• [Page extract]
An LSTM layer architecture is presented in Fig. 1. In the graph, ht and ct are the output and the cell state at time step t, respectively. To compute the first output and the updated cell state, the first LSTM element is used for the first state of the neural network and the early time step of the series. At time step t, this block utilizes the current state of the network (ct-1, ht-1) and the next time step of the sequence to calculate the output and the updated cell state ct.

Fig. 1
figure 1

LSTM layer architecture

The flow of data at a time step, t is presented in Fig. 2. In this flow, input gate (i) and output gate (o) check the level of cell state update and the level of cell state added to the hidden state, respectively. Forget gate (f) controls the level of cell state reset. Moreover, cell candidate (g) adds the information to the cell state.

Fig. 2
figure 2

The flow of data at a time step, t

The learnable weights of an LSTM layer are the bias b, the recurrent weights R, and the input weights W. They are expressed as follows:

$$W=\left[\begin{array}{c}{W}_{i}\\ {W}_{f}\\ {W}_{g}\\ {W}_{o}\end{array}\right] , R=\left[\begin{array}{c}{R}_{i}\\ {R}_{f}\\ {R}_{g}\\ {R}_{o}\end{array}\right] , b=\left[\begin{array}{c}{b}_{i}\\ {b}_{f}\\ {b}_{g}\\ {b}_{o}\end{array}\right]$$
(1)

where i, f, g and o are the input gate, forget gate, the cell candidate and output gate, respectively. The cell state at a time step of t is indicated as,

$${c}_{t}={f}_{t}\odot {c}_{t-1}+{i}_{t}\odot {g}_{t}$$
(2)

where \(\odot\) is the Hadamard product (element-wise multiplication of vectors). The hidden state at a time step of t is defined as,

$${h}_{t}={o}_{t}\odot {\sigma }_{c}\left({c}_{t}\right)$$
(3)

• [Data]
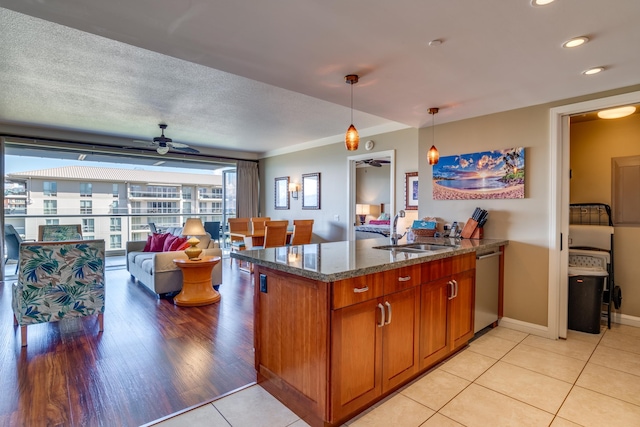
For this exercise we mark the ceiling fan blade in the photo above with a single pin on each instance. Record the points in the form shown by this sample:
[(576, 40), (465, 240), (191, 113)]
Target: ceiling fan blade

• [Directions]
Pull from the LSTM passage the words starting with "The flow of data at a time step, t" and going on through "the cell state.". The data has no connection to the LSTM passage.

• [Solution for this task]
The flow of data at a time step, t is presented in Fig. 2. In this flow, input gate (i) and output gate (o) check the level of cell state update and the level of cell state added to the hidden state, respectively. Forget gate (f) controls the level of cell state reset. Moreover, cell candidate (g) adds the information to the cell state.